**Excerpt provided:**
※ ※ ※

I first learned about TRW because, from the minute it re-opened, it became the partner bookstore for the evening events at the American Library in Paris. One or two times a week, Penelope shows up on her bicycle with bags full of books to be sold and signed by the spotlighted author of the evening. The respect and admiration that surrounds Penelope and the many articles that have been written about the re-opening have made me extremely curious. I thought the most well-known Anglophone bookstore in Paris was Shakespeare and Company. It has resided in one form or another in Paris since 1919. I had stopped by a couple of times when I lived close to it but found the used books to be so expensive that I stopped going. After reading a lovely book about the Tumbleweeds (students and travellers with no where to spend the night and stay at Shakespeare in exchange for work) that have stayed there over the years, I returned about two years ago. I walked through the space which is a delight but was not greeted by anyone and when I tried to talk to the owner Sylvia Whitman, daughter of 2nd owner, George Whitman, and someone manning the cash register, I was greeted with total silence as if I was invisible. I haven’t returned since. My Anglophone bookstore of choice became San Francisco Book Co. I could buy and sell used books there and have a lively discussion with one of the two owners if I had the time.

※ ※ ※

**Dataset content:**
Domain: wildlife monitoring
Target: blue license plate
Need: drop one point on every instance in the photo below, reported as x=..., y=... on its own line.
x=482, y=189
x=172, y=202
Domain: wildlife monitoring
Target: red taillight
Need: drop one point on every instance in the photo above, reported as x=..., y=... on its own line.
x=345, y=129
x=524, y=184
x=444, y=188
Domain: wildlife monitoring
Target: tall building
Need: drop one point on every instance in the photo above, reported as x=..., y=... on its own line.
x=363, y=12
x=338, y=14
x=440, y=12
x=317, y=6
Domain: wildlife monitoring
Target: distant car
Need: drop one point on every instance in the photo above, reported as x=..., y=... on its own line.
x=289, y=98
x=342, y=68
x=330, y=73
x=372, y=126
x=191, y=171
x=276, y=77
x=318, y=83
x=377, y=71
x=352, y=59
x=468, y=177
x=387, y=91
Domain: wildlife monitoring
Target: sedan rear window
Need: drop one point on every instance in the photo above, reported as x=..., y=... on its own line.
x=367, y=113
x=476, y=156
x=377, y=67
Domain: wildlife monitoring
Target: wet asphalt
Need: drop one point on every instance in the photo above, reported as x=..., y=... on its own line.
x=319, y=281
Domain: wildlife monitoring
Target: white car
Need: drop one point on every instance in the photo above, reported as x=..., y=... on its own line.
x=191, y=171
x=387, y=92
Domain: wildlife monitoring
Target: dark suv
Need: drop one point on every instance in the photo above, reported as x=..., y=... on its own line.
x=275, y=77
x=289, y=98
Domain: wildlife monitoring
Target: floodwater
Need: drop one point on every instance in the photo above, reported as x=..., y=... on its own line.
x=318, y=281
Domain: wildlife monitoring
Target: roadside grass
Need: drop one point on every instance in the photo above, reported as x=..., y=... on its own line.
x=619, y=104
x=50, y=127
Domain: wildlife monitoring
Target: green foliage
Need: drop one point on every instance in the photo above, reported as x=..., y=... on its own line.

※ ※ ※

**Set tasks:**
- a) In the excerpt about English-language bookstores in Paris, since what year has Shakespeare and Company been in the city?
- b) Carry on the excerpt about English-language bookstores in Paris, starting after its final sentence.

**Responses in order:**
- a) Since 1919.

- b)
In April, I went for the first time to The Red Wheelbarrow for a book signing by an author I like: David Downie. My sister and Nancy MacLean will be doing an event there on July 3 and I wanted to see the space and how it might work. Peggy and Nancy are speaking at the Library the night before and I wanted to make sure that the 3rd would be low-key and very casual. I needn’t have worried at all. David was seated at a table and signing books and I knew almost everyone who walked in. I also ran into Michael Ondaatje which got my ‘groupie gene’ activated. There were ladders next to the walls and Michael was climbing up one checking out books that were very high, close to the ceiling. The bookstore is small and filled with books. The windows in front tell an immediate story of who Penelope and her associates are and what the bookstore is.

At the old bookstore in the Marais, Penelope had created a ‘neighborhood’ of book lovers. Visitors to the bookstore became friends and Penelope would introduce new visitors to old. When this bookstore opened last Fall, the ‘neighborhood’ moved with her. Penelope has a dream of community. She wants to serve as a refuge of positivity in uncertain times. According to the Paris Update article I read: “The shop window makes the store’s politics clear: on display are Innosanto Nagara’s A is for Activist and Jason Stanley’s How Fascism Works. An upcoming event with James Baldwin’s nephew Tejan Karefa-Smart will promote the reissue of his uncle’s book Little Man, Little Man: A Story of Childhood. These choices are especially relevant, and perhaps brave, as right next door to the Red Wheelbarrow is an extreme-right bookstore.
“You never know what’s going to happen with a bookshop,” says Fletcher. “You have to roll with the haywire. Because we have the extreme-right bookstore next door, we have to be extremely attentive to what we’re doing and be an opposition, and be more powerful, and be more positive, and be cleverer than them. Which is a challenge, because they’re very clever.”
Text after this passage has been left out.